(Annotated photo localization data)

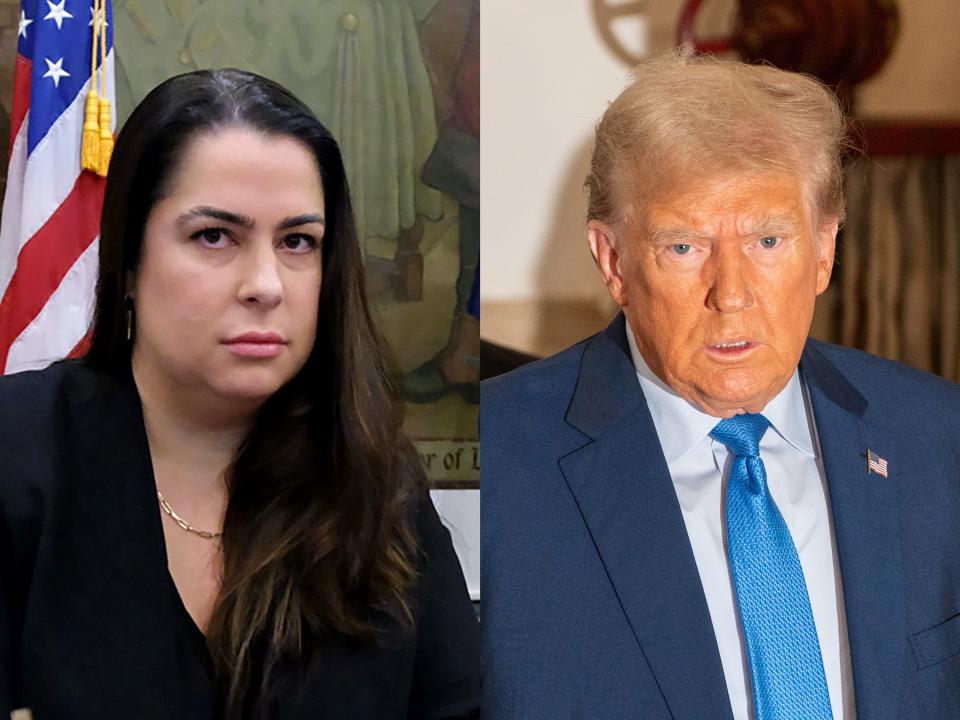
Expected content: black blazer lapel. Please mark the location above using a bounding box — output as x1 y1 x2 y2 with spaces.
62 364 212 660
801 343 906 720
560 315 733 720
67 365 163 542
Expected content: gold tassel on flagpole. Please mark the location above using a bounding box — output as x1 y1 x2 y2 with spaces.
97 98 113 176
81 89 100 171
96 0 113 176
80 0 101 172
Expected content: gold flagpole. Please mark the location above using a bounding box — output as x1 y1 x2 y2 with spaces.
96 1 113 176
80 0 101 172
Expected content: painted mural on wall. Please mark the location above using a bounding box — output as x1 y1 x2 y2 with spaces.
0 0 479 485
114 0 442 260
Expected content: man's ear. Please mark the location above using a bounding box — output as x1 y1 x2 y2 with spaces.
815 218 838 296
587 219 629 306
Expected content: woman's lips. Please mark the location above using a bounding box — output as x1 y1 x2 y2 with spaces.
225 342 285 358
223 333 287 358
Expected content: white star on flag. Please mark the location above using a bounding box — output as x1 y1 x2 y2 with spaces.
18 9 33 39
42 57 70 87
89 5 108 27
43 0 74 30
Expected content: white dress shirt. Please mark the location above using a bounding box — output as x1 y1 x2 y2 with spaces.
626 329 856 720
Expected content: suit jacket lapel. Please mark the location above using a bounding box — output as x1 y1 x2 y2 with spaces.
801 343 905 720
65 364 212 660
560 315 733 720
70 365 163 540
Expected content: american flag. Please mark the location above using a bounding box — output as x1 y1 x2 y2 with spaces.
0 0 114 375
867 449 888 478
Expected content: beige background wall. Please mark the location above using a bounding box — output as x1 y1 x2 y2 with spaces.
481 0 960 357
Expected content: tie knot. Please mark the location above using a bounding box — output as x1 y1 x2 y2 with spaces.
710 413 770 457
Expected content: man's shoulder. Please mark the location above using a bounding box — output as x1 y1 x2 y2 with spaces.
807 339 960 412
481 337 592 418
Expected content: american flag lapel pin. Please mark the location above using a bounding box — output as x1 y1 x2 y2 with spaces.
866 449 889 478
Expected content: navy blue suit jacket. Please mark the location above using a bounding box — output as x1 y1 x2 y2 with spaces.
482 313 960 719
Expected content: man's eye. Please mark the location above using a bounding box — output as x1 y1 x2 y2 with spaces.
671 244 692 255
760 236 780 249
281 234 319 253
192 228 230 248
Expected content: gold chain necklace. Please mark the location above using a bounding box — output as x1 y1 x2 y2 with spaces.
156 490 223 540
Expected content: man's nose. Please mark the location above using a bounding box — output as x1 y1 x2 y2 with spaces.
706 244 754 313
238 240 283 308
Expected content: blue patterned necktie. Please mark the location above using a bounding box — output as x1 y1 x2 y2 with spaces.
710 413 833 720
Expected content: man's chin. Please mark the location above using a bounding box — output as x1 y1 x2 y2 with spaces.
684 383 781 418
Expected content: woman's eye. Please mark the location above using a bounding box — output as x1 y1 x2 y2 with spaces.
281 234 318 253
670 243 692 255
192 228 231 248
760 236 780 249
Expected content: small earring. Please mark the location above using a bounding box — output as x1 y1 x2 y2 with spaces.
125 304 133 342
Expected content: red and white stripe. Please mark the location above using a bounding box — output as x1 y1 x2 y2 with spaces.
0 49 115 374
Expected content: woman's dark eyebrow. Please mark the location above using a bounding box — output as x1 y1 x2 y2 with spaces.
177 206 255 228
176 207 324 231
278 214 325 230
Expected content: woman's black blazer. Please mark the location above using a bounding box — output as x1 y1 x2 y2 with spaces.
0 361 480 719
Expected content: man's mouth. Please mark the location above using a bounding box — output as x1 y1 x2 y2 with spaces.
706 340 758 357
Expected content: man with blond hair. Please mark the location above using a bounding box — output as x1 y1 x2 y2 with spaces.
482 51 960 719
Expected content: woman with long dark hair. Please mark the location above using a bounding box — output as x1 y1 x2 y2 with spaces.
0 69 479 719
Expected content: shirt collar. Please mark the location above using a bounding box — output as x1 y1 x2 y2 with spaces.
626 323 815 462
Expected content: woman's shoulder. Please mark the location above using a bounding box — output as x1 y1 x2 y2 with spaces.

→ **What you should do**:
The pictures in the data should be omitted, and every remaining line set down exactly.

→ **Exercise output**:
Expected content: black blazer lapel. Please mark the location above using a bounding box — output as x1 y1 x2 y2 with spaces.
62 364 212 660
801 343 906 720
560 315 733 720
67 365 163 542
Expected content: gold tassel on flagpole. Please mark the location above using a bounding box — output as x1 y1 x2 y2 with spaces.
97 98 113 176
81 89 100 171
96 0 113 176
80 0 101 172
Expected content: gold flagpole. Please mark the location above using a bounding box — output as x1 y1 x2 y2 with spaces.
96 1 113 176
80 0 101 172
Expected content: painted mural on wall. Please mark the location above using a bounding box — output as x1 y1 x2 y2 with spaces.
0 0 479 485
114 0 442 260
Expected content: man's ear. Please mark the location above using a bounding box — output as x1 y1 x2 y2 with spaces.
815 218 838 296
587 219 629 306
Expected content: woman's lips. Please mark the location above using a bounding box — output as x1 y1 x2 y2 with spaces.
225 342 285 358
223 333 287 358
Expected content: white star on flag. Please mark the location above using a bounding box — output as x1 y1 x2 y2 with spaces.
18 9 33 39
42 57 70 87
89 5 108 27
43 0 74 30
Expected content: white dress shirt. Please mark the location above using a bounding box — output as x1 y1 x2 y2 with spaces.
626 329 856 720
Expected content: suit jacket lapel. Please mark the location above using a bounding box — output as x1 y1 x2 y2 with spaces.
801 343 905 720
65 364 212 660
560 315 733 720
70 365 163 540
Expected content: american flag. Please mark the location above using a bounding box — output as x1 y1 x2 y2 with spaces.
0 0 114 375
867 449 888 478
Expected content: beige background wall. Please mark the location above using a bounding box — output as x1 y1 x2 y2 with spaces.
481 0 960 357
Expected content: tie knot. Please mark the location above using a bounding box — output as x1 y1 x2 y2 with spaces.
710 413 770 457
Expected content: man's shoulder. Please mark the location above using a bounding box — output as x1 y1 x2 y2 with spaces.
807 339 960 412
481 337 592 418
Expected content: american flag lapel pin. Please mark the location above using a bounding box — output as x1 y1 x2 y2 with spaces.
866 449 889 478
Expected content: navy blue suit jacket. Please mark the location above using a bounding box — output as x1 y1 x2 y2 with spaces.
482 313 960 719
Expected content: man's eye. Please mark the location above using a bounding box — output as x1 y1 x2 y2 with spaces.
671 244 692 255
760 236 780 249
281 234 319 253
192 228 230 248
Expected content: gold chain necklace. Please mark the location above using a bounding box — output as x1 y1 x2 y2 with spaces.
156 490 223 540
Expected content: man's nose. Please mark the location above using a bounding box — output as x1 y1 x2 y2 with spaces.
706 244 754 313
238 240 283 308
Expected content: blue patterned necktie. Please mark the location above using a bounding box — output as x1 y1 x2 y2 with spaces.
710 413 833 720
Expected content: man's chin. Please mark the location above using a bounding box — output as x1 y1 x2 y2 with spaces.
684 383 781 418
Expected content: woman's eye. Please mark the location above using a bounding box — output as x1 y1 x2 y2 with spaces.
281 234 318 253
670 243 692 255
192 228 231 248
760 236 780 249
Expected content: small earring. Please mark the location above using a bounding box — output as x1 y1 x2 y2 with spaces.
125 304 133 342
Expected content: red and white stripe. Please mark the location above using a bounding box — output as x1 y1 x2 y2 with spaces.
0 49 115 374
Expected content: woman's dark eyebrow. Please mark the location above using a bounding box — output as x1 y1 x2 y2 with spaces.
177 206 255 228
176 207 324 231
278 214 325 230
Expected content: woman's black blazer. Please mark the location above using a bounding box — output as x1 y1 x2 y2 with spaces.
0 361 480 719
Expected content: man's mouth. Please mark the location above using a bounding box — output as x1 y1 x2 y2 with spaces.
706 340 758 357
Expected content: man with blond hair. Please mark the location above using a bounding box — output as x1 y1 x2 y2 with spaces.
482 51 960 719
Expected content: woman with long dark hair. Please mark the location above using a bounding box — output as x1 y1 x2 y2 with spaces.
0 69 479 719
Expected content: shirt collar. Please mark the location above using a bounding box — output as x1 y1 x2 y2 with spaces.
626 323 815 462
Expected content: woman's shoulder. Please mark the location above using a bounding box — output as x1 y1 x2 y2 with spaces.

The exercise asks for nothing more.